**Document extract**
● ● ● ●
Fraser Valley – JANUARY 30, 2020 UPDATE – A public Celebration of Life for Connor Sloan is Saturday February 8. Back on Christmas Day, the Cultus Lake Volunteer Fire Department publicly mourned the loss of one of their beloved members, Connor Sloan.He took his own life amid the sadness of how PTDS and depression can take, even the “strongest” of a first responder (see FVN article below). There will be an assortment of Connor’s favourite foods and a Cash Bar following his service.
ORIGINAL STORY – DECEMBER 29, 2019 – On Christmas Day, the Cultus Lake Volunteer Fire Department publicly mourned the loss of one of their beloved members, Connor Sloan. On their Facebook page they noted: He was the one person that would make you smile no matter what the occasion, he always took care to ask everyone how life is going and offer advice at every corner. Rest easy brother, we will take watch from here. Gone but never forgotten
#Mental heath awareness
A Go Fund me page has been set up to assist the family of Cultus Lake volunteer firefighter Connor Sloan with expenses during this difficult time. To make a donation a link can be found on the Cultus Lake Volunteer Fire Department Facebook page or click here.
Sadly, this is nothing new for anyone, anywhere and anytime, in dealing with depression. It doesn’t matter if it’s Christmas or the height of summer. Depression and PTSD are serious issues anytime of year.
In a stressful environment such has being a first responder, the stress level is unimaginable. Chilliwack Veteran Jim Newton has been arguing for better medical help for vets coming back from military duty. Newton is a Chilliwack vet who was based in Charlottetown, Victoria and the now decommissioned CFB Chilliwack. During his tenure in the 1990’s Newton developed vertigo which affected his performance in the military.
● ● ● ●
**Assigned task 1**
Set down the part of the article on Connor Sloan starting with "ORIGINAL STORY –" and going on through "or click here.", word for word.
**Assigned task 2**
Pick up the article about Connor Sloan after its final sentence and continue it.

**Dataset extract**
● ● ● ●
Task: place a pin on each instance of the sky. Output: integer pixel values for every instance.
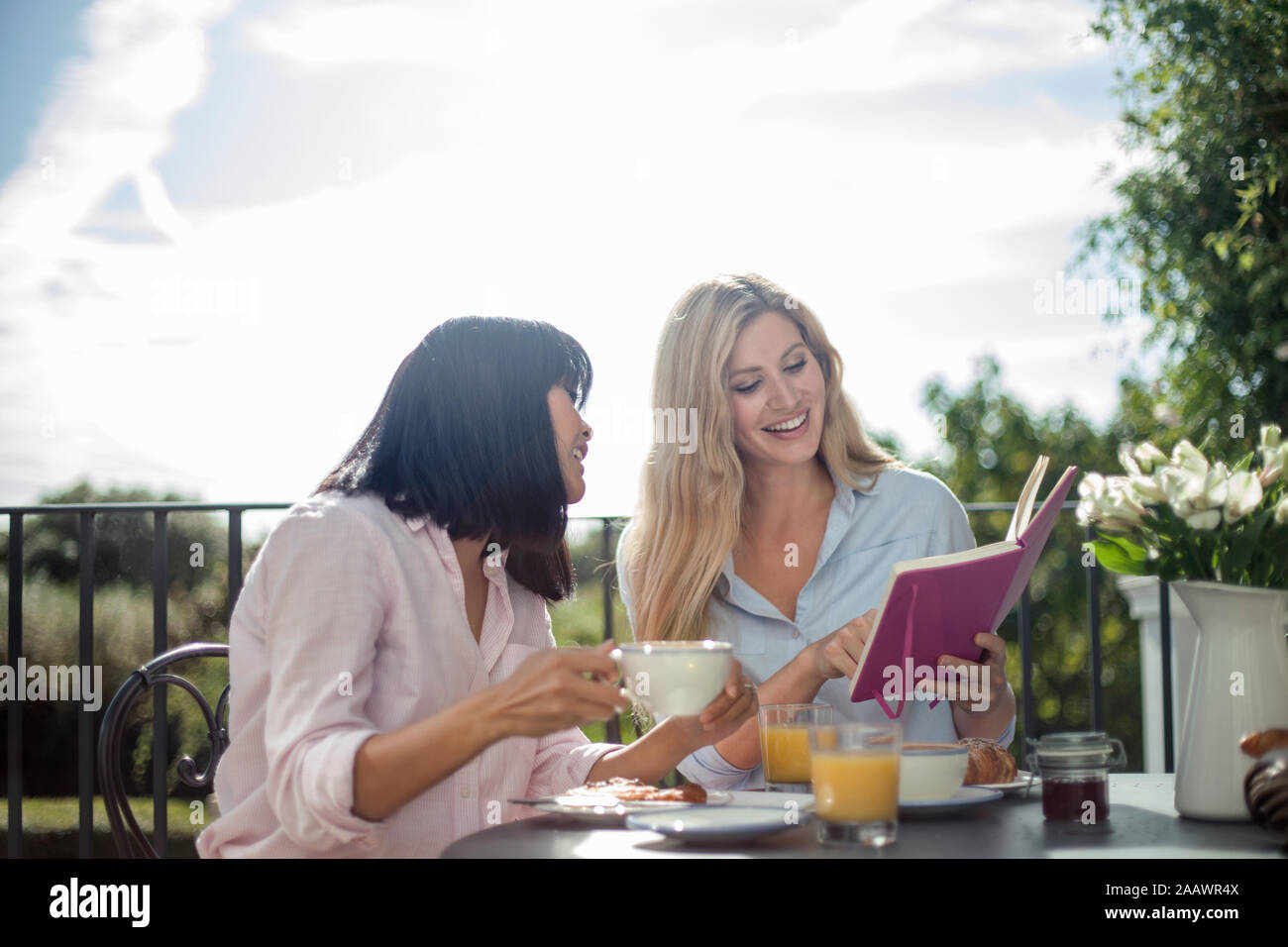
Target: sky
● ● ● ●
**Result 1**
ORIGINAL STORY – DECEMBER 29, 2019 – On Christmas Day, the Cultus Lake Volunteer Fire Department publicly mourned the loss of one of their beloved members, Connor Sloan. On their Facebook page they noted: He was the one person that would make you smile no matter what the occasion, he always took care to ask everyone how life is going and offer advice at every corner. Rest easy brother, we will take watch from here. Gone but never forgotten
#Mental heath awareness
A Go Fund me page has been set up to assist the family of Cultus Lake volunteer firefighter Connor Sloan with expenses during this difficult time. To make a donation a link can be found on the Cultus Lake Volunteer Fire Department Facebook page or click here.

**Result 2**
Newton was lucky. He did not take his life. Sloan on the other hand, was not so fortunate.
Glynis Sherwood MEd is an experienced trauma therapist who offers online video counseling throughout BC and Canada.
In her December 29, 2019 blog, she writes:
Sudden, distressing loss, experiencing or witnessing violence or abuse and physical injury can all lead to psychological injuries in human beings. Recurring childhood abuse and neglect can also cause serious emotional wounding such as Complex PTSD. Frightening experiences varying from car accidents, verbal, emotional, physical or sexual abuse, workplace bullying or witnessing terminal illness, death or violence can all trigger traumatic reactions. Traumatic responses are characterized by symptoms ranging from prolonged shock, feeling numb emotionally, going ‘blank’, feeling flat or depressed, to more intrusive symptoms such as chronic anxiety, fear, insomnia, recurring memories of the traumatic event, nightmares and anger. Individual reactions to trauma are unique, and people may experience one or multiple symptoms at different times and in response to a variety of stressors or triggers – IE situations that feel or seem similar to the original injury, though are usually less threatening, and provoke a traumatic reaction. Trauma undermines a person’s ability to live in the present or to experience peace of mind or contentment. Trauma can also cause relationship problems due to 1. ongoing states of distress that damage communication and intimacy or, 2. the traumatized person choosing abusive or unreliable partners who are reminiscent of the individual who hurt them in the first place, also known as Trauma Bonding. Trauma, including post traumatic stress, are forms of complicated anxiety that get ‘trapped’ in the body and mind of the sufferer. Traumatic anxiety is a response to events that feel so overwhelming that the mind cannot cope and attempts to bury or split off traumatic memories deep into the subconscious. Unfortunately this ‘solution’ doesn’t work as these buried, repressed memories can’t heal, and continue to resurface in response to triggers in the present, such as stress or situations that are in some way reminiscent of the original trauma, e.g. a place, a person, an odor, a sound, etc.
Traumatic memories may appear as Flashbacks, where the individual feels like they are living the distressing experience over again. Flashbacks create fear and disorientation, and may be accompanied by memories, feelings or images associated with the original trauma. Flashbacks can occur while a person is awake – causing panic, or asleep – causing nightmares.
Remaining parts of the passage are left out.